TASKS AND EXERCISES »
• 1. In the text on supercapacitor electrochemical measurements, for how many cycles was cyclic stability measured, and at what current density?
• 2. Write a continuation of the text on supercapacitor electrochemical measurements, beginning after its final sentence.

EXTRACTED TEXT »

-- BEGIN --

The cyclic voltammograms (CV) were performed at scan rates of 10, 20, 50, 100, 200 and 400 mV s⁻¹ with a potential range of −0.9 to 0.1 V. The galvanostatic charge–discharge (GCD) properties were recorded in a potential window of −0.9 to 0.1 V at the current densities of 0.75, 1.5, 2.5, 5 and 10 A g⁻¹. The electrochemical impedance spectroscopy (EIS) was assessed using a sinusoidal signal of 5 mV within the frequency range of 0.01 Hz to 10⁵ Hz under open circuit potential. Cyclic stability was measured using GCD measurement for over 5000 cycles at the current density of 2.5 A g⁻¹.

All the electrochemical parameters are calculated as follows,

The gravimetric capacitance (C_g, F g⁻¹):

C_g = (∫idV)/(v × m × V) (CV curves)

or C_g = I × Δt/(ΔV × m) (GCD curves)

where v (mV s⁻¹) is the voltage scan rate, V (V) is the potential window, m (g) is the mass of the active substance, I (A) is the applied current, Δt (s) is the discharged time, ΔV (V) is the discharged potential.

The energy density (E, W h kg⁻¹) and power density (P, W kg⁻¹):

E = 1/2 × C × ΔV²

P = E/Δt

where C (F g⁻¹) is the capacitance of the symmetric two-electrode supercapacitor. Δt (h) is the discharged time, ΔV (V) is the discharged potential.

-- END --

MATERIAL SUPPLIED »
-- BEGIN --

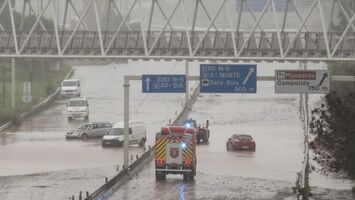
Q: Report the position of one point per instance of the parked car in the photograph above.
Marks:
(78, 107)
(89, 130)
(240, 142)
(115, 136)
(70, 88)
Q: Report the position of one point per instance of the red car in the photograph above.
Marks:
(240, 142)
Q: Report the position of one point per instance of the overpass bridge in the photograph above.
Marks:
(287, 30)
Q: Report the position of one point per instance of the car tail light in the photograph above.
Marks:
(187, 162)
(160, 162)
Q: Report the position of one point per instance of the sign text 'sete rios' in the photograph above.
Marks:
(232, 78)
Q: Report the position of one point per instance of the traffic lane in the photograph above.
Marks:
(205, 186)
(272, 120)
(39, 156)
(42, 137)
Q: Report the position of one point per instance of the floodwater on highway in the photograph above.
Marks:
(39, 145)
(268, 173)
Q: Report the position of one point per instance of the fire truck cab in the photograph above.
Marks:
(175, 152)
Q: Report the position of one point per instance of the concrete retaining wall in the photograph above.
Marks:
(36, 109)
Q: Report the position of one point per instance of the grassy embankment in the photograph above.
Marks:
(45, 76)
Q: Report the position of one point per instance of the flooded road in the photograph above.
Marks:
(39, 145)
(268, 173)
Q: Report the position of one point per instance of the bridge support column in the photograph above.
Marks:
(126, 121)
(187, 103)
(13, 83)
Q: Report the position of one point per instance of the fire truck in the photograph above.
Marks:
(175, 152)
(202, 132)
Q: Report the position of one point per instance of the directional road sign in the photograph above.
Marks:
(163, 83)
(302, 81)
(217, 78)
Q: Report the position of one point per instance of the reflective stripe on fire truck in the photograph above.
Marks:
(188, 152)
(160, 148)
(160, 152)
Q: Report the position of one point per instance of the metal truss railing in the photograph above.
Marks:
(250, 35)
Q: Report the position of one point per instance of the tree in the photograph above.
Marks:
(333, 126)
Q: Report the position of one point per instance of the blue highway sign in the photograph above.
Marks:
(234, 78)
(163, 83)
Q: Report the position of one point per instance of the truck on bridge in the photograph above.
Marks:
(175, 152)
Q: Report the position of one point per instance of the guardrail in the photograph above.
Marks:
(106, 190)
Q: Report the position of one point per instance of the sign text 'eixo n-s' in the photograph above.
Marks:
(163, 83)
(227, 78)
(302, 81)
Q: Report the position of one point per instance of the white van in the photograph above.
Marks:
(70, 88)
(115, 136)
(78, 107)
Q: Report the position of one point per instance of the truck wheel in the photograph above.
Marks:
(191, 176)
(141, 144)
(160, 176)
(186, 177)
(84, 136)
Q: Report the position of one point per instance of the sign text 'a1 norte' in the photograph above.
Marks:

-- END --
-- BEGIN --

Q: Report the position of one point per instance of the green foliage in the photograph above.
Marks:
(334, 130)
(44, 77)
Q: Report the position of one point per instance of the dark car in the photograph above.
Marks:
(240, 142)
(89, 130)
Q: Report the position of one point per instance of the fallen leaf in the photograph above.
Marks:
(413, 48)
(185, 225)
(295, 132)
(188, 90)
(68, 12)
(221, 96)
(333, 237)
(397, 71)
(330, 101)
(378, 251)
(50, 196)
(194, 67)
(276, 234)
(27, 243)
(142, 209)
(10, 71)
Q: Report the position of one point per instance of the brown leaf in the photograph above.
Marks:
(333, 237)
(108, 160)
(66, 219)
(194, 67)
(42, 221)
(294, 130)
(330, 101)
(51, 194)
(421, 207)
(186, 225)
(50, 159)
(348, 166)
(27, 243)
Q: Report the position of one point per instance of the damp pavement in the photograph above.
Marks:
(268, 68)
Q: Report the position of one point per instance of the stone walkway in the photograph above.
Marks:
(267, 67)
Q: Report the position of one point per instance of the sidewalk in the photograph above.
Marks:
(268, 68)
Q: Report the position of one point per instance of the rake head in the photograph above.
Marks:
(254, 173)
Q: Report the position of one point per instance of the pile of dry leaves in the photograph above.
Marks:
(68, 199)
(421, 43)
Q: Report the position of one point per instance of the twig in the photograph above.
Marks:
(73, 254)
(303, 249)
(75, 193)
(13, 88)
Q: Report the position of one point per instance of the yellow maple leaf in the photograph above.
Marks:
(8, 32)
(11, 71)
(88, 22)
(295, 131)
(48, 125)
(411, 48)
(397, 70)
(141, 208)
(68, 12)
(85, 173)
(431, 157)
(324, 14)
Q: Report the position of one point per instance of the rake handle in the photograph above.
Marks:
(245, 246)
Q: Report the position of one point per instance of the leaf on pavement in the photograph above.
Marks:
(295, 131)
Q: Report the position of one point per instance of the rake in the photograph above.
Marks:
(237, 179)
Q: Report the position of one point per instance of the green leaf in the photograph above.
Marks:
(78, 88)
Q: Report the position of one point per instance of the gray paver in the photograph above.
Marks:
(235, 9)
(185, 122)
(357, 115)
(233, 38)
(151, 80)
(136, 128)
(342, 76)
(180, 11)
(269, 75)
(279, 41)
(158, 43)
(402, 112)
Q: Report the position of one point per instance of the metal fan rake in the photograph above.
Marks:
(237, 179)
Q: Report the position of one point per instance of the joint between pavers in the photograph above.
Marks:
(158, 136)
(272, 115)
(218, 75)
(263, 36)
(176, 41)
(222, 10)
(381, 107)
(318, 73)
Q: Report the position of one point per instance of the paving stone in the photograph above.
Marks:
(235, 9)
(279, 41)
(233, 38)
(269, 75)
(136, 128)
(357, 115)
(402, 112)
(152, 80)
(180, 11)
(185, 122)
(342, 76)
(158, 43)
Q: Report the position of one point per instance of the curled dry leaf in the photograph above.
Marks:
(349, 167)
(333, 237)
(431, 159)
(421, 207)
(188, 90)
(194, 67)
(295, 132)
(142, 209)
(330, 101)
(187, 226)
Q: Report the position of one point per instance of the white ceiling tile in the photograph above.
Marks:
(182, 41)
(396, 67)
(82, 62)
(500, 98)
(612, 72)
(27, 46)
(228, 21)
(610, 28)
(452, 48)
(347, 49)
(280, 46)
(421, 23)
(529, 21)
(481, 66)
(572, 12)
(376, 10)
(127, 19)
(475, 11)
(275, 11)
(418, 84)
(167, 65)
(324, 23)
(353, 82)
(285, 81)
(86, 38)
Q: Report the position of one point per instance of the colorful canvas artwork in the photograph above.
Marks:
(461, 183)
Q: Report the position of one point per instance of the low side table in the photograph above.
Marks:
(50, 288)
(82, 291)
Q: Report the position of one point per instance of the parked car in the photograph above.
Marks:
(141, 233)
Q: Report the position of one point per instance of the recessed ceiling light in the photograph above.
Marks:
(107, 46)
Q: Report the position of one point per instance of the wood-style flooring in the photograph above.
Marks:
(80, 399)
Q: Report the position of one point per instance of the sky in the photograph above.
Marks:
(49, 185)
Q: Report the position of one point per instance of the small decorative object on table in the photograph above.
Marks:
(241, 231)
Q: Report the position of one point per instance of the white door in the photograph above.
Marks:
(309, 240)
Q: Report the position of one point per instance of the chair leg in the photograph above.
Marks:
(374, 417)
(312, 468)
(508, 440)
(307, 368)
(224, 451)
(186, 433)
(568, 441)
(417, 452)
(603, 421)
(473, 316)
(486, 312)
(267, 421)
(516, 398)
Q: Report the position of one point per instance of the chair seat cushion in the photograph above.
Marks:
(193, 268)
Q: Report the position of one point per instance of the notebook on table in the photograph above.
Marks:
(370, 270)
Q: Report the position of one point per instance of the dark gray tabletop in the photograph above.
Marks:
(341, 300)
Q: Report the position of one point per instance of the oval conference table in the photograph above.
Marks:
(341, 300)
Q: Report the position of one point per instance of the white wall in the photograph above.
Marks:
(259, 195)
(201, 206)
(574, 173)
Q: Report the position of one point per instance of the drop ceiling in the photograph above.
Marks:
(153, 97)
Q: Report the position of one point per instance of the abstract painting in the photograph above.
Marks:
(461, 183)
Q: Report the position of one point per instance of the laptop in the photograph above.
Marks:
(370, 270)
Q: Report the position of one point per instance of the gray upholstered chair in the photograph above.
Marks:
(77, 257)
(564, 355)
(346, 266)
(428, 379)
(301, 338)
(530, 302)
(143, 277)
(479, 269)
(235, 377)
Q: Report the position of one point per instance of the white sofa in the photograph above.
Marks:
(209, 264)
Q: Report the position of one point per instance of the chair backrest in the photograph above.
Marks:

-- END --

RESULTS »
• 1. Over 5000 cycles at a current density of 2.5 A g⁻¹.

• 2.
Results and discussion

Characterization of N-CFs/MoS₂ hybrid electrode materials

Fig. 2 shows the scanning electron microscope (SEM) images of CMC-NH₄, N-CFs and MoS₂. The observed diameter of the intertwined cylindrical and ribbon-like CMC-NH₄ fibers, which are several hundred micrometers in length as shown in Fig. 2a, is 10–15 μm. After water loss due to carbonization, almost all the N-CFs exhibit ribbon-like fibers with virtually no change in length (Fig. 2b). The SEM image of MoS₂ powder prepared via hydrothermal synthesis is displayed in Fig. 2c. The MoS₂ powder exhibits a relatively uniform and spherical shape with an average diameter of approximately 350 nm. These spheres consisted of MoS₂ nanosheets, indicating that the as-prepared MoS₂ nanosheets would easily self-assemble into a flower-like structure.

Fig. 2 SEM images of CMC-NH₄ (a), N-CFs (b), and MoS₂ powder (c).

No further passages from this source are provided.